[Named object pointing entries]
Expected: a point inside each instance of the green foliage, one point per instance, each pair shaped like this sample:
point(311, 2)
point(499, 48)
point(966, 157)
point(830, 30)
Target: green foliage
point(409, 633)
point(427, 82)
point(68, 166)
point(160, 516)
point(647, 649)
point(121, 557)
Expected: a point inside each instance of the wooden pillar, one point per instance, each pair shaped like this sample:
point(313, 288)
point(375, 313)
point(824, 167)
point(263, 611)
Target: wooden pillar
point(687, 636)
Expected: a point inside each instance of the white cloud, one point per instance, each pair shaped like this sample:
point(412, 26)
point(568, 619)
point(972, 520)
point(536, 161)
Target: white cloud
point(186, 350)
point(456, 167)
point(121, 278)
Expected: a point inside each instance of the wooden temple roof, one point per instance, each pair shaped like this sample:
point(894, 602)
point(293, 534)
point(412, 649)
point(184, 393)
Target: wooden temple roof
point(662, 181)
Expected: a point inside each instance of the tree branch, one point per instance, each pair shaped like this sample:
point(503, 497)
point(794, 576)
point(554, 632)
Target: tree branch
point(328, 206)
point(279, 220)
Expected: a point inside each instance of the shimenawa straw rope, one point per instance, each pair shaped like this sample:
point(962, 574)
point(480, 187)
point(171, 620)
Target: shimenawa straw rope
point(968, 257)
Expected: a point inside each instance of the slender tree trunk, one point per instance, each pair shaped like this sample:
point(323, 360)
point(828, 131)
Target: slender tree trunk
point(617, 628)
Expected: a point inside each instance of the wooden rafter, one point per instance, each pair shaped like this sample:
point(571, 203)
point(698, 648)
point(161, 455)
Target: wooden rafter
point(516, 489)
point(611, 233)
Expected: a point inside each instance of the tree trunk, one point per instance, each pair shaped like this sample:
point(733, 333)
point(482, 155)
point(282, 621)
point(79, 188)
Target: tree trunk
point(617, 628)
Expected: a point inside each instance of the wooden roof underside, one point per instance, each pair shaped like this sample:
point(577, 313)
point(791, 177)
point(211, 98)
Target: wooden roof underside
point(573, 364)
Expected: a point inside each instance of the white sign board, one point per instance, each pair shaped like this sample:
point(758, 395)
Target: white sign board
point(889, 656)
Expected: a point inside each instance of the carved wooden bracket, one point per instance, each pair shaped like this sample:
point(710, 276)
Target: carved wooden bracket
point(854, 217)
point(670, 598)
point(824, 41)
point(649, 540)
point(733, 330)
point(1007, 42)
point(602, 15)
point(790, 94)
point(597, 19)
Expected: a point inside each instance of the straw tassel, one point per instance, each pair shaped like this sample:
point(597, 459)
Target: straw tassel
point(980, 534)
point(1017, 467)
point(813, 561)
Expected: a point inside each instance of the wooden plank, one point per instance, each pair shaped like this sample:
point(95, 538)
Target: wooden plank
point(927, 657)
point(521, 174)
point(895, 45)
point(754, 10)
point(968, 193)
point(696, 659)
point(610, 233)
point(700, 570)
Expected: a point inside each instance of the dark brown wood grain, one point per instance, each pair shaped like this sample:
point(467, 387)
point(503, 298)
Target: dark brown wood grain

• _Goal_
Reproduce the listing word for word, starting at the line that contains "Expected: a point inside each instance of the tree branch, one" and stopping after the line that contains "point(968, 257)".

• _Solution below_
Expected: a point inside each instance of the tree branch, one point per instance, each pair shaped like this sample:
point(503, 497)
point(794, 576)
point(554, 632)
Target: tree branch
point(328, 206)
point(279, 220)
Expected: a point inside each instance of the shimenawa straw rope, one point per instance, each pair shaped like this sample:
point(962, 574)
point(480, 187)
point(171, 620)
Target: shimenawa straw rope
point(968, 257)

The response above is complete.